Exercise aim> Could you rewrite the listing below with "storefront" changed to "shopfront" and nothing else altered, beginning with the line containing "the photo below." and ending with the line containing "Target: crowd of pedestrian"? Omit the pictures.

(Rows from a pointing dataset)
* start *
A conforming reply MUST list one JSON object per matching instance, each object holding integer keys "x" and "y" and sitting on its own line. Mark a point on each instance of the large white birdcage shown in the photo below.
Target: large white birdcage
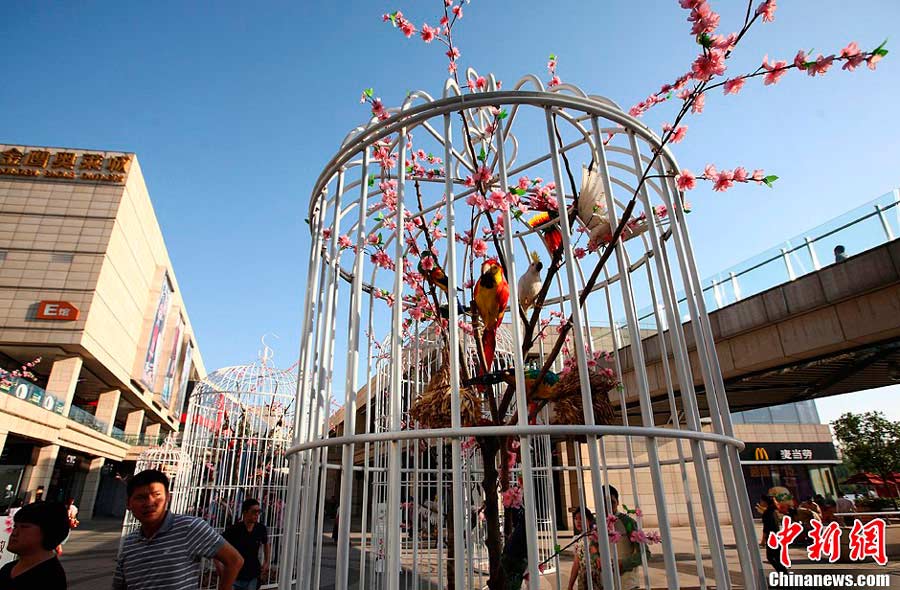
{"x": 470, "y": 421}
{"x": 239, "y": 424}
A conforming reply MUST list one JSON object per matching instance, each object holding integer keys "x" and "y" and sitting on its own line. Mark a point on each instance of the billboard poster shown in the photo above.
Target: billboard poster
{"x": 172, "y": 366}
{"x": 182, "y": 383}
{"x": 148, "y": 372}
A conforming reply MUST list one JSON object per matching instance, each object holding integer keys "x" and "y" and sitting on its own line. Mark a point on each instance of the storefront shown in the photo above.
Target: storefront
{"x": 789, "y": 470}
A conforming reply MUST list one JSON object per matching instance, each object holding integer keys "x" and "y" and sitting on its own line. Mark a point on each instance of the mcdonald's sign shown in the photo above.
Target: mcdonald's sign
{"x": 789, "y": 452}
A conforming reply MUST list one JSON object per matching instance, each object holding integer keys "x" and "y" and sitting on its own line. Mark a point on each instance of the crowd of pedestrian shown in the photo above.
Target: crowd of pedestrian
* end *
* start *
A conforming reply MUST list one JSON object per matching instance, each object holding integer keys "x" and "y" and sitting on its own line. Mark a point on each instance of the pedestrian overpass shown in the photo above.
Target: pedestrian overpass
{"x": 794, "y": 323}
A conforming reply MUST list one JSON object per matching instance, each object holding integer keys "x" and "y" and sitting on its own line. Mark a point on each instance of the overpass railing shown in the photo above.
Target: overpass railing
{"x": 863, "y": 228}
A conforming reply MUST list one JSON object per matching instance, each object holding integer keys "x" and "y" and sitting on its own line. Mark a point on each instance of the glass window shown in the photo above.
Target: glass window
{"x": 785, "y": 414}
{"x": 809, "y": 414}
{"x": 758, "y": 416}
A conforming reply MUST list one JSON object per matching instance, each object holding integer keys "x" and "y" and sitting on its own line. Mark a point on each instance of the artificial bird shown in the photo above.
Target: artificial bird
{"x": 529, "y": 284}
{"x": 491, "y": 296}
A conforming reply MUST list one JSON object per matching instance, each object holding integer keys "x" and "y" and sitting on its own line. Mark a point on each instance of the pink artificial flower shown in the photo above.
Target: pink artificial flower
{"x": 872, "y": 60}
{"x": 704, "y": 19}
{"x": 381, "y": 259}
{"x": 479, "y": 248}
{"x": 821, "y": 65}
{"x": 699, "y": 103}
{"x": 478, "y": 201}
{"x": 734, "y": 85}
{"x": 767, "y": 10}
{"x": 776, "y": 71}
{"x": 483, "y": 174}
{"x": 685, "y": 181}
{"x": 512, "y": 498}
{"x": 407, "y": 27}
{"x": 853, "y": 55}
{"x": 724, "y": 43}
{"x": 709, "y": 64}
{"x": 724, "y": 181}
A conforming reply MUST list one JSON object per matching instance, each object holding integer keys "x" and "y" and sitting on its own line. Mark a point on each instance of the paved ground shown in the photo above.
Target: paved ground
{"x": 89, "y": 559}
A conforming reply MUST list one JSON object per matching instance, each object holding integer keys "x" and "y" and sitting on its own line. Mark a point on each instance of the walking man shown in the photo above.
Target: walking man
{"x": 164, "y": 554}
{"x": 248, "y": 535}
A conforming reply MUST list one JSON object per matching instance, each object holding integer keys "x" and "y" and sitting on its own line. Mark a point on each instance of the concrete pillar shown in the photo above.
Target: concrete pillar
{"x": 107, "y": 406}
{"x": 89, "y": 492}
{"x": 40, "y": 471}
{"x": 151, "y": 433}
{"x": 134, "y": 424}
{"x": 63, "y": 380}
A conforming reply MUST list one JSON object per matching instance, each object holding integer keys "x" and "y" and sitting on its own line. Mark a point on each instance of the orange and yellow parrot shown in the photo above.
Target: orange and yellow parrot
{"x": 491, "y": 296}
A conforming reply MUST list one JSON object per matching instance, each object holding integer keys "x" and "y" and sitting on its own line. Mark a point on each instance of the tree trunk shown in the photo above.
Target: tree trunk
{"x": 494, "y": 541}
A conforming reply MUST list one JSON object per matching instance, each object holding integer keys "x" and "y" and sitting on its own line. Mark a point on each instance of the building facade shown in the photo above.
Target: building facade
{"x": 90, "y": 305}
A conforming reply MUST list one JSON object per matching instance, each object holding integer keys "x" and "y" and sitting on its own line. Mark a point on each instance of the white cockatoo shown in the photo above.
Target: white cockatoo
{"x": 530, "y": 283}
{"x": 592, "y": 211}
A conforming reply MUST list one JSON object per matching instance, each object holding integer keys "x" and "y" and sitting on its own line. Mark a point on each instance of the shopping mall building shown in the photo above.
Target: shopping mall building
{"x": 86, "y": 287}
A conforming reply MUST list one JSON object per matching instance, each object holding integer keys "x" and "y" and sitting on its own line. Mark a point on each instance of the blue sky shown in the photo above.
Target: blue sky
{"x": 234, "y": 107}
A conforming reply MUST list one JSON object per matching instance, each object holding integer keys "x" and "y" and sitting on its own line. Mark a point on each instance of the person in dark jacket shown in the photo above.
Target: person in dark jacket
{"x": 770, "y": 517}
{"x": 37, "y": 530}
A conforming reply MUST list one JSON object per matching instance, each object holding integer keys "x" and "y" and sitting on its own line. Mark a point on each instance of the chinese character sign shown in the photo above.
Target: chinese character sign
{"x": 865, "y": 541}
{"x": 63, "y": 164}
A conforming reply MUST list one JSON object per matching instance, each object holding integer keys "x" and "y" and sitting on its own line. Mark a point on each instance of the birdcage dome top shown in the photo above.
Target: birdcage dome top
* end *
Reply>
A conforming reply MUST list one JSON object per matching instance, each object holding integer keys "x" and "y" and sitting on its own line. Mark a point on each instance of the large white birdcage shown in the photo below.
Target: large white birdcage
{"x": 470, "y": 421}
{"x": 239, "y": 424}
A conforming reply MUST list one JSON object per matching instance, each object holding integer keys "x" and "y" and sitting on its own line. Mark a point on each instance of the billboard poster shown in the photo above.
Target: billboard poster
{"x": 172, "y": 366}
{"x": 182, "y": 383}
{"x": 148, "y": 372}
A conforming reply MUST list one JSON object per matching instance, each object holding integer keys "x" and "y" and sitting on its own line. Mark a point on each instance of the shopfront shown in the photo above.
Target: shopfront
{"x": 789, "y": 470}
A conforming reply MUST list one JSON object per matching instance, each object holding integer keys "x" and "y" and sitting on its own line. Mark a point on each instance of the mcdonald's sign shown in the photo above.
Target: mcdonald's sign
{"x": 789, "y": 452}
A conforming reply MUST list one JSON object per matching instance, each object holding integer keys "x" and "y" and sitting on its own line. Mark a point on each instance of the crowd of pedestrian shown in the photo above.
Target: crowd of pedestrian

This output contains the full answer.